- WHAT THIS TASK INVOLVES:
Please put every line of the rows below into a numbered list, omitting any blank lines.
---------- EXCERPTED RECORDS
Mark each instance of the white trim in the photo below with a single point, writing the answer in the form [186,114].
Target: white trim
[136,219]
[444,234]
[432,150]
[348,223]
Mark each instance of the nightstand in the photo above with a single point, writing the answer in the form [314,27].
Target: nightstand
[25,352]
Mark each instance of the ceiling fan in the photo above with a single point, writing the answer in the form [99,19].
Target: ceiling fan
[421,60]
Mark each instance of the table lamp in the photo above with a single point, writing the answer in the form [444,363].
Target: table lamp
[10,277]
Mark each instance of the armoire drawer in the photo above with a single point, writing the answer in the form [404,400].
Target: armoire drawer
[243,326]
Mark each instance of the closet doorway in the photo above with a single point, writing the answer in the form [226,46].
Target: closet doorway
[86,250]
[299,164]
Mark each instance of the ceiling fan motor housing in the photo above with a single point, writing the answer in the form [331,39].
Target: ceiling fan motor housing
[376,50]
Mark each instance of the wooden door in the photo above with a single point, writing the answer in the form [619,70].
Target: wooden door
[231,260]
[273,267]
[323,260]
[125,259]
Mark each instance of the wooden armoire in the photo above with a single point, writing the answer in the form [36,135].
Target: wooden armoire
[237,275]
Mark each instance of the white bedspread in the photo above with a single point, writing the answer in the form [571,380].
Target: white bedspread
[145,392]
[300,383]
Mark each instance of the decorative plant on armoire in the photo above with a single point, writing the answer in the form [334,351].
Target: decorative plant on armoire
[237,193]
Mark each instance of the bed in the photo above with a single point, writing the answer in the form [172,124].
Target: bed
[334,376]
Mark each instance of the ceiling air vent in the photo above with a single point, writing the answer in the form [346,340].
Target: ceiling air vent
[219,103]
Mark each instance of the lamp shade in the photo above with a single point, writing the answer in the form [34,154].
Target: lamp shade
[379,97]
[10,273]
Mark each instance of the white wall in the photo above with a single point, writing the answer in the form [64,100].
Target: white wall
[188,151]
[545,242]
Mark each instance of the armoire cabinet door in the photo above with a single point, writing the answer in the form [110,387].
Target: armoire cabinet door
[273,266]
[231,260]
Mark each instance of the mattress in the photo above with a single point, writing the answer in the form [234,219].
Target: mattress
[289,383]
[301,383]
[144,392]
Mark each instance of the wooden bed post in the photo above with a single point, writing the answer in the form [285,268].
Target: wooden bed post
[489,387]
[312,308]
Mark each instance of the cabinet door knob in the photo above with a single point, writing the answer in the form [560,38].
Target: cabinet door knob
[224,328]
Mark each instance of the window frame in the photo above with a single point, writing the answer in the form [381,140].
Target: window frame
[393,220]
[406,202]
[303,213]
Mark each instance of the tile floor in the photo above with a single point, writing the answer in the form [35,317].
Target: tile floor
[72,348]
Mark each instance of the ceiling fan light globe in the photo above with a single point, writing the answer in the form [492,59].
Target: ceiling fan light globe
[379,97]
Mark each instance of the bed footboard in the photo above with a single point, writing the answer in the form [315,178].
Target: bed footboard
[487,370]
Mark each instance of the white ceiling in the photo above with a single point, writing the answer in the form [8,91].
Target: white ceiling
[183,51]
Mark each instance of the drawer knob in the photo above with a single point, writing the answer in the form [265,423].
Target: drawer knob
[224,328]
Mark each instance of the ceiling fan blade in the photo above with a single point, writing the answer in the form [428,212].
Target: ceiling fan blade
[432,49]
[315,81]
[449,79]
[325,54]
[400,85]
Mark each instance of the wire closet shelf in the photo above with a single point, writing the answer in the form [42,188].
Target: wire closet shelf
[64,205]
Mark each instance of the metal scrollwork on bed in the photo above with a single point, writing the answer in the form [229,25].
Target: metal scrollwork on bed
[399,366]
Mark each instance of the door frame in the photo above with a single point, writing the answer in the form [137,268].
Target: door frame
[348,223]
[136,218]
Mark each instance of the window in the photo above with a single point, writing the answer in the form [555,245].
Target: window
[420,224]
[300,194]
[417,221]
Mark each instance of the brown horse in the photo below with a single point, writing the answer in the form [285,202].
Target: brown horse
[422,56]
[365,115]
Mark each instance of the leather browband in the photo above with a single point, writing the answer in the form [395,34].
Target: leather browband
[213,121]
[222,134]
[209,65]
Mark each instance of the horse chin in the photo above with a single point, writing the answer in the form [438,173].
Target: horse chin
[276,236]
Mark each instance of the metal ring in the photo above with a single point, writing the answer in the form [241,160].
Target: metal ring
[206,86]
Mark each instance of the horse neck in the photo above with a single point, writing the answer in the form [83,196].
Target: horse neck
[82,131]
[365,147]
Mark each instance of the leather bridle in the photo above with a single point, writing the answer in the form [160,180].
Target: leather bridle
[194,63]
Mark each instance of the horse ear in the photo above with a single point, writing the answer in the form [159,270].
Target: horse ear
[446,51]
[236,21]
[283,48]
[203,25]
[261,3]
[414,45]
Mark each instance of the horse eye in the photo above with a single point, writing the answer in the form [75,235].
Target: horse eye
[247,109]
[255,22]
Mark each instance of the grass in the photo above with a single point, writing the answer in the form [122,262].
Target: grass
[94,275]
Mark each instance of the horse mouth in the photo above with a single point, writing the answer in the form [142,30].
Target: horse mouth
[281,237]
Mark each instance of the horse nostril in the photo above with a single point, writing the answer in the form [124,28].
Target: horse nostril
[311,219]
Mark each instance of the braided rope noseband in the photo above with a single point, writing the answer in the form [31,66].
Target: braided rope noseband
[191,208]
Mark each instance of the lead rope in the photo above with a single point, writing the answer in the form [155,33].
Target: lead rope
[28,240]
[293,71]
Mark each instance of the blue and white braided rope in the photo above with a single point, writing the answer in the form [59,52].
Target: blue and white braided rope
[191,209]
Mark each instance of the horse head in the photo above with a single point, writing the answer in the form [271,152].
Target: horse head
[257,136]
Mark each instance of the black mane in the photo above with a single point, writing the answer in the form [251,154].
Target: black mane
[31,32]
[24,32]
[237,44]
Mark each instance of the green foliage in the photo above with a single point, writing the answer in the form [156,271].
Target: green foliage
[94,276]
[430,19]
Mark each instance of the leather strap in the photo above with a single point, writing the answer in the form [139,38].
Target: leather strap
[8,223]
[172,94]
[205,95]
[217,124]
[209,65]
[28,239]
--------------------
- SOLUTION TO THIS TASK:
1. Mark each instance of the white trim in the photo below with a single point, writing the answer in the form [186,114].
2. Target: white trim
3. [136,219]
4. [444,234]
5. [432,150]
6. [348,223]
7. Mark each instance of the nightstand in the photo above with a single point, writing the answer in the form [314,27].
8. Target: nightstand
9. [25,352]
10. Mark each instance of the ceiling fan in the photo above with a single point, writing the answer in the form [99,19].
11. Target: ceiling fan
12. [421,60]
13. Mark each instance of the table lamp in the photo above with a single point, writing the answer in the form [444,363].
14. Target: table lamp
15. [10,277]
16. Mark each instance of the armoire drawer in the photo above with a single point, writing the answer in the form [404,400].
17. Target: armoire drawer
18. [243,326]
19. Mark each instance of the closet doorway in the photo above with a single point, writing the answer in the form [226,46].
20. Target: closet doorway
21. [86,250]
22. [299,164]
23. Mark each instance of the ceiling fan motor housing in the photo above with a single point, writing the answer in the form [331,39].
24. Target: ceiling fan motor housing
25. [376,50]
26. Mark each instance of the wooden door in the photo above with a single point, writing the answer in the form [619,70].
27. Target: wooden door
28. [231,260]
29. [273,267]
30. [323,260]
31. [125,259]
32. Mark each instance of the wooden armoire in the photo above with a single point, writing the answer in the form [36,135].
33. Target: wooden armoire
34. [237,275]
35. Mark each instance of the white bedspread in the photo above with a single point, writing the answer in the form [571,380].
36. Target: white bedspread
37. [145,392]
38. [300,383]
39. Mark each instance of the decorative plant on armoire in the photo above with a single point, writing the answer in the form [334,351].
40. Target: decorative plant on armoire
41. [237,193]
42. Mark each instance of the bed in the photo above with a single point, writing the answer in the form [172,124].
43. Target: bed
44. [334,376]
45. Mark each instance of the ceiling air vent in the photo above with a single point, writing the answer in the form [346,340].
46. Target: ceiling air vent
47. [219,103]
48. Mark each instance of the lamp shade in the photo above with a single point, writing the answer in the form [34,154].
49. Target: lamp shade
50. [379,97]
51. [10,273]
52. Mark each instance of the white wall in the photo above with a single point, writing the answer in the form [64,100].
53. Target: white wall
54. [188,151]
55. [545,242]
56. Mark each instance of the armoire cabinet door in the photo above with a single point, writing the answer in the form [110,387].
57. Target: armoire cabinet door
58. [273,266]
59. [231,260]
60. Mark each instance of the mattress in the photo above with a single point, writing the answer in the form [234,219].
61. Target: mattress
62. [289,383]
63. [301,383]
64. [144,392]
65. Mark each instance of the wooden bed post in the photo above with a single point, writing the answer in the form [285,268].
66. Target: wooden bed post
67. [489,387]
68. [312,308]
69. Mark each instance of the cabinet door knob in the photo above with a single point, writing the answer in the form [560,38].
70. Target: cabinet door knob
71. [224,328]
72. Mark each instance of the window frame in the photo above with a single point, writing the answer in the form [381,140].
73. Target: window frame
74. [393,220]
75. [406,202]
76. [303,213]
77. Mark each instance of the tile floor in the photo above with a single point, writing the answer in the form [35,317].
78. Target: tile floor
79. [72,348]
80. Mark each instance of the ceiling fan light globe in the photo above with a single point, writing the answer in the form [492,59].
81. Target: ceiling fan light globe
82. [379,97]
83. Mark each instance of the bed footboard in the photo above with a single point, writing the answer in the form [315,178].
84. Target: bed footboard
85. [487,370]
86. Mark each instance of the white ceiling in the photo above with a single point, writing the answer in the form [8,91].
87. Target: white ceiling
88. [183,51]
89. Mark each instance of the drawer knob in the photo above with a single point, writing the answer in the form [265,423].
90. Target: drawer knob
91. [224,328]
92. Mark each instance of the ceiling fan blade in the photo above with a single point, writing the answer in the form [428,212].
93. Target: ceiling fan blade
94. [432,49]
95. [315,81]
96. [449,79]
97. [325,54]
98. [400,85]
99. Mark each instance of the wire closet shelf in the photo above with a single point, writing the answer in the form [42,188].
100. Target: wire closet shelf
101. [64,205]
102. Mark each instance of the metal scrollwork on bed in the photo above with a single point, writing the answer in the form [229,25].
103. Target: metal scrollwork on bed
104. [399,366]
105. Mark each instance of the door frame in the photo above with a single point, writing the answer in the form [137,268].
106. Target: door frame
107. [348,223]
108. [136,218]
109. Mark each instance of the window in the photo above with a single point, writing the answer in the form [555,245].
110. Target: window
111. [420,224]
112. [300,194]
113. [417,221]
114. Mark each instance of the brown horse in the photo below with a single point, writing the answer in the form [285,202].
115. Target: brown horse
116. [422,56]
117. [365,115]
118. Mark each instance of the leather browband in the photo above with a single point, writing the answer in the form [395,34].
119. Target: leather browband
120. [213,121]
121. [222,134]
122. [209,65]
123. Mark each instance of the horse chin in the photo above with a single point, writing the answer in the form [438,173].
124. Target: horse chin
125. [276,236]
126. Mark each instance of the metal ring in the photo above with a single point, writing the answer in the form [241,160].
127. Target: metal ring
128. [206,86]
129. Mark each instance of the horse neck in the photo above with a single point, writing the answer in the form [83,196].
130. Target: horse neck
131. [82,131]
132. [365,147]
133. Mark each instance of the leather bridle in the photo above with a single point, writing the answer in the form [160,180].
134. Target: leather bridle
135. [194,63]
136. Mark each instance of the horse ear in the photo above with a single point, writing the answer in the form [159,270].
137. Target: horse ear
138. [446,51]
139. [236,21]
140. [283,48]
141. [203,25]
142. [261,3]
143. [414,45]
144. Mark each instance of the horse eye in the photo above with a single point, writing the answer in the form [75,235].
145. Target: horse eye
146. [247,109]
147. [255,22]
148. Mark each instance of the grass in the photo above with a single point, writing the answer in the form [122,262].
149. Target: grass
150. [94,275]
151. Mark each instance of the horse mouth in the photo above with a single point, writing the answer in the form [142,30].
152. Target: horse mouth
153. [281,237]
154. Mark each instance of the horse nostril in the photo above with a single point, writing the answer in the form [124,28].
155. Target: horse nostril
156. [311,219]
157. Mark each instance of the braided rope noseband in the photo above with a single point, writing the answer in the form [31,66].
158. Target: braided rope noseband
159. [191,208]
160. Mark each instance of the lead rope in the photo above with a single point, writing the answer in the form [155,33].
161. Target: lead rope
162. [28,240]
163. [293,71]
164. Mark each instance of the blue and white braided rope in the photo above with a single point, writing the answer in the form [59,52].
165. Target: blue and white braided rope
166. [191,209]
167. Mark each instance of the horse head in the photo above with a single point, writing the answer in the form [271,152].
168. Target: horse head
169. [257,136]
170. Mark each instance of the black mane in the photo above with a single point, writing the answer in the form [251,154].
171. Target: black mane
172. [31,32]
173. [24,32]
174. [237,44]
175. Mark each instance of the green foliage in the photo above with a single point, writing the answer in the form [156,271].
176. Target: green foliage
177. [94,276]
178. [430,19]
179. Mark each instance of the leather strap in the photo above with a single point, writing the answer in the form [139,38].
180. Target: leather strap
181. [8,223]
182. [172,94]
183. [205,95]
184. [217,124]
185. [209,65]
186. [28,239]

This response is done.